Work to complete: In the records below, repeat word for word only the lines starting at the one that contains "Reviewer note: confirm that each instance of the red" and ending at the one that contains "Reviewer note: confirm that each instance of the dense", pictures excluded.

Listed records:
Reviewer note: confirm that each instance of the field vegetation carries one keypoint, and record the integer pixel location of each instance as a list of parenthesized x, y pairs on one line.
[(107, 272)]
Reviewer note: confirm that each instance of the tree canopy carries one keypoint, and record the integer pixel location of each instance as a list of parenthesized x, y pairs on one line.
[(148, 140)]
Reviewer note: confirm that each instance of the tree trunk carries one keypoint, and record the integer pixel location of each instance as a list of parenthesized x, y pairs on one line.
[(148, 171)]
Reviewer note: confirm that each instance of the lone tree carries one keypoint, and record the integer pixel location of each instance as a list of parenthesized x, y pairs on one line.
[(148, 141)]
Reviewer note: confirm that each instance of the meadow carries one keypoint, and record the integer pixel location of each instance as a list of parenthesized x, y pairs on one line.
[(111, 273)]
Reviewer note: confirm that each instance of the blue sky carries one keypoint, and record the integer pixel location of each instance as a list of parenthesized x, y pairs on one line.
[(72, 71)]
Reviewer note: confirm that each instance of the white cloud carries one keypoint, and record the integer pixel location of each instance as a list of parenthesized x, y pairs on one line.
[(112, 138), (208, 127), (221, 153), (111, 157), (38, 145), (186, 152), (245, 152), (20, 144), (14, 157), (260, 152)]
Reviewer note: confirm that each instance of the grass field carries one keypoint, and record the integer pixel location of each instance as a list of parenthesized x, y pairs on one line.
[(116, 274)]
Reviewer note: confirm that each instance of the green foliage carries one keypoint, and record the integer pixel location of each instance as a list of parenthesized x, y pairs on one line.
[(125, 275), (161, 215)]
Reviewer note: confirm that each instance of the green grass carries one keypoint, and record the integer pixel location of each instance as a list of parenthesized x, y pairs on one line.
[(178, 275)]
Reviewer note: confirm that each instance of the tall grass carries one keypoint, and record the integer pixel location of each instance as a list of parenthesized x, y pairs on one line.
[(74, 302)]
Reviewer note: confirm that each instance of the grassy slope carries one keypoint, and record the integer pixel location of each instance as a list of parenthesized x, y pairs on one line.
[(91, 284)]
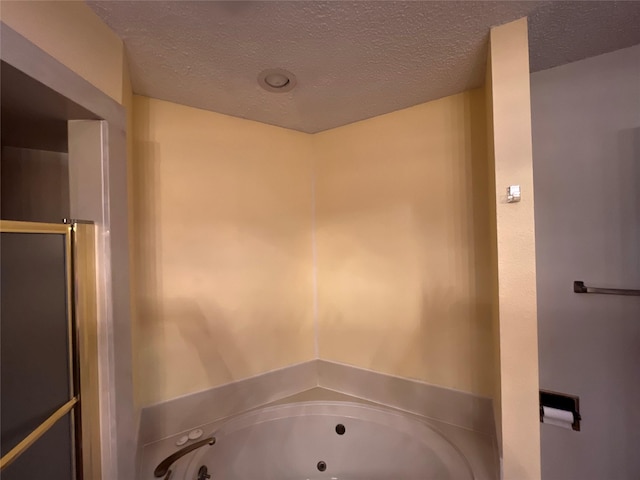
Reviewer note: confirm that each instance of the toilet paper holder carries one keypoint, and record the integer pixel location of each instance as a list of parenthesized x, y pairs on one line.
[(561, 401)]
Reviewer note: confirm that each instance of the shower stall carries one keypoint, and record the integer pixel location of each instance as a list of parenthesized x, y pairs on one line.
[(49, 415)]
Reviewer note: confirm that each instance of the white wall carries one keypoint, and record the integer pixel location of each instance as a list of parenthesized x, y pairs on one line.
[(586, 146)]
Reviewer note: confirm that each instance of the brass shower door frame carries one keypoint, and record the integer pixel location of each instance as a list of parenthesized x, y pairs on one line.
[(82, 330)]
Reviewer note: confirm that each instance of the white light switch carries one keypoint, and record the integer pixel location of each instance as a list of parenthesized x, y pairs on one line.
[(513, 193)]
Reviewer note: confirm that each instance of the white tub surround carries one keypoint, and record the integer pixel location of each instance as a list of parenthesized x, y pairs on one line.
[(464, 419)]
==
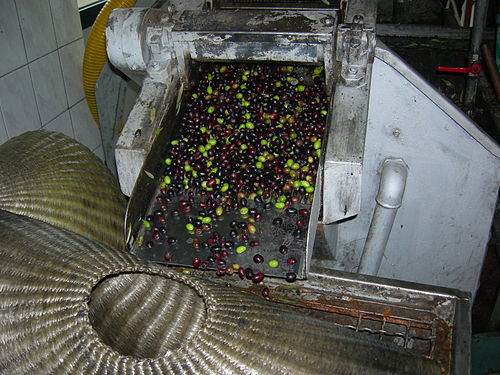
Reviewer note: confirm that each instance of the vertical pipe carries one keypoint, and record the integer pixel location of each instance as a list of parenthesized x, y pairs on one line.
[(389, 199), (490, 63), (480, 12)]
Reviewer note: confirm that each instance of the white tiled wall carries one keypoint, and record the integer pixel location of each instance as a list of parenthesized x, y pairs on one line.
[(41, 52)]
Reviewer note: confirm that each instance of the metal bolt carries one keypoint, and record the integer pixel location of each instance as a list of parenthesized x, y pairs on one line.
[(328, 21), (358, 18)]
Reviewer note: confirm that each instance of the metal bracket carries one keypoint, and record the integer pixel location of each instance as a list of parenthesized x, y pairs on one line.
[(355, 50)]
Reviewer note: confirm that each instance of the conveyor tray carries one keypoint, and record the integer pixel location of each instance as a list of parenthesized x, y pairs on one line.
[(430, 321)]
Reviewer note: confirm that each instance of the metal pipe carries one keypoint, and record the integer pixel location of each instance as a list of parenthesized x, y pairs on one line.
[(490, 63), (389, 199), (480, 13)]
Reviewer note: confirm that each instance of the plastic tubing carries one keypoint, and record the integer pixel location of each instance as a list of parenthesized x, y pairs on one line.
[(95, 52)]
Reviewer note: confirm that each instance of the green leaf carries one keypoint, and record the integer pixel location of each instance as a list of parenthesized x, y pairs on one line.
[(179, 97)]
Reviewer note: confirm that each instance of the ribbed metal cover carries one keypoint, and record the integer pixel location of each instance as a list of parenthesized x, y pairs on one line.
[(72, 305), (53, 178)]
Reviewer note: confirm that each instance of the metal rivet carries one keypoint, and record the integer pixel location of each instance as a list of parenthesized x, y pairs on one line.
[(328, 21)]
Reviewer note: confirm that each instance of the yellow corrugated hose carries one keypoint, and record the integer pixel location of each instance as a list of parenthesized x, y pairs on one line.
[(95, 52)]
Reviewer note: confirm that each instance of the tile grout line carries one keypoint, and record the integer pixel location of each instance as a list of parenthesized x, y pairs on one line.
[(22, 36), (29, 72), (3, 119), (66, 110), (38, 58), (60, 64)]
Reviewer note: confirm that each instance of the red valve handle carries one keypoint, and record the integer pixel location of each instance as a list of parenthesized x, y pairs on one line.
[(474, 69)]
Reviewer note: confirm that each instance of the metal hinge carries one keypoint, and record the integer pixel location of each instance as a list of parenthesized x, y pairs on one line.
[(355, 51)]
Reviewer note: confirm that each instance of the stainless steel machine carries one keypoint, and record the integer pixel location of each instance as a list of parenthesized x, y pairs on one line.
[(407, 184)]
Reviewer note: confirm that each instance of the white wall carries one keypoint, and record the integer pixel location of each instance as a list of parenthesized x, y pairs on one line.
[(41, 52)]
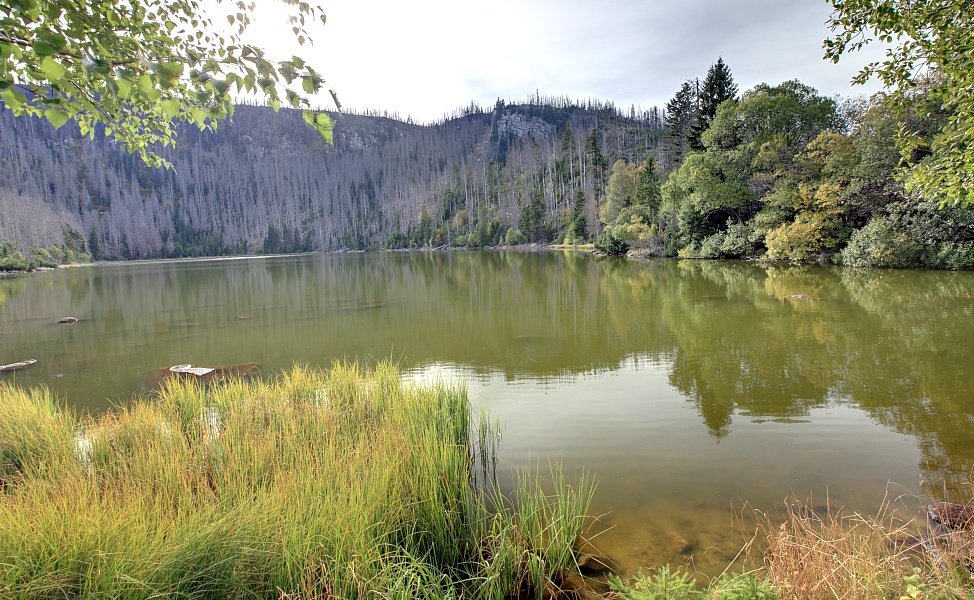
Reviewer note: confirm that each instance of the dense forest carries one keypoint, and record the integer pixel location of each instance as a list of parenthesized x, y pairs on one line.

Final answer:
Reviewer note: confirm that each instance of the red valve handle carries one keypoint, and record the integer pixel location of each instance as a list of parenthesized x, y pairs on one line.
[(474, 69)]
Reviewer note: confirm that each instance of the metal hinge carries one keypoint, and record the integer pixel location of each instance as a list of parenthesized x, y pairs on one line.
[(355, 51)]
Reviewer note: confirm that each instance of the stainless steel machine carries one keypoint, and record the integer pixel location of each instance as a list of parenthesized x, y pairs on one line.
[(407, 184)]
Reviewer note: confirm that each instance of the white wall carries one keypoint, and record the integer pixel location of each instance as a list of parenthesized x, y pairs on one line.
[(41, 52)]
Reviewer note: confirm that each instance of the dense forest carries one keypoint, and record the integer pixel location of each instance as a list of parenthesized x, y pairs on one line.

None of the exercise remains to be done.